> [DIRECTIONS]:
A. Translate this sentence from the McCannon v. McCannon court opinion into Spanish: "Plaintiff alleges that defendants deceived him into transferring certain stock and real property to them."
B. Answer these questions using the McCannon v. McCannon court opinion:
(i) Which court decided the case?
(ii) On what date was the decision issued?
(iii) Why did the 1996 trial end in a mistrial?
C. Write the next part of the McCannon v. McCannon court opinion, starting after its last sentence.

> [EXTRACT TO READ]:

* Start *

McCannon v. McCannon, A98A0592.

Citation231 Ga. App. 601,499 S.E.2d 684
Decision Date10 March 1998
Docket NumberNo. A98A0592.,A98A0592.
PartiesMcCANNON v. McCANNON et al.
CourtGeorgia Court of Appeals

OPINION TEXT STARTS HERE

Thomas M. Strickland, Athens, Benjamin C. Free, for appellant.

Fortson, Bentley & Griffin, J. Edward Allen, Jr., Michael M. Duclos, Richard L. Ford, Jr., Athens, Rodger E. Davison, Royston, for appellees.

BLACKBURN, Judge.

Plaintiff Walter Allen McCannon, Sr. appeals the grant of a directed verdict to his wife, Sara D. McCannon, and his son, Walter Allen McCannon, Jr. (Allen McCannon), defendants in this action, for fraud. Plaintiff alleges that defendants deceived him into transferring certain stock and real property to them. The case went to trial in 1996, ending in a mistrial when the jury deadlocked. The defendants then appealed the trial court's denial of their motion for directed verdict, and this Court affirmed the denial in an unpublished opinion. During the second trial, the defendants again moved for a directed verdict at the close of plaintiff's case, this time on the grounds that there was insufficient evidence of damages. The trial court granted this motion. Plaintiff appeals this ruling as well as several other rulings of the trial court.

* End *

> [RECORDED DATA]:

* Start *

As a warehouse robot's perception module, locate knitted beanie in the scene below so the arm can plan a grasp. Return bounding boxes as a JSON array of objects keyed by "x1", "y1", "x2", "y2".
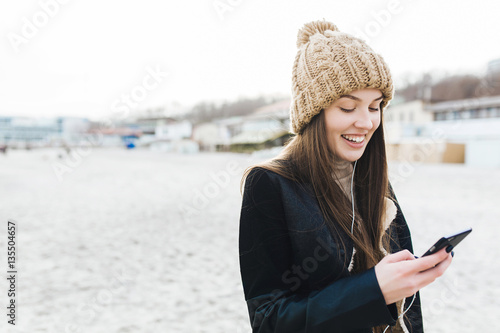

* End *

> [ANSWERS FOR THE TASKS]:
A. El demandante alega que los demandados lo engañaron para que les transfiriera ciertas acciones y bienes inmuebles.

B.
(i) The Georgia Court of Appeals.
(ii) 10 March 1998.
(iii) The jury deadlocked.

C.
1. Plaintiff claimed that he was defrauded into transferring his interest in his two corporations, McCannon Granite Company, Inc. and Crystal Blue Quarries, Inc., and certain real property to his son. The trial court granted a directed verdict in favor of defendants on the grounds that there was insufficient evidence as to the value of the transferred property. "A directed verdict is proper only if there is no conflict in the evidence as to any material issue and the evidence introduced, with all reasonable deductions therefrom, shall demand a particular verdict. OCGA § 9-11-50(a). In determining whether any conflict in the evidence exists, the court must construe the evidence most favorably to the party opposing the motion for directed verdict. The standard used to review the grant or denial of a directed verdict is the any evidence test." (Citation and punctuation omitted.) Doubletree, Inc. v. Schanley, 226 Ga.App. 776, 487 S.E.2d 506 (1997).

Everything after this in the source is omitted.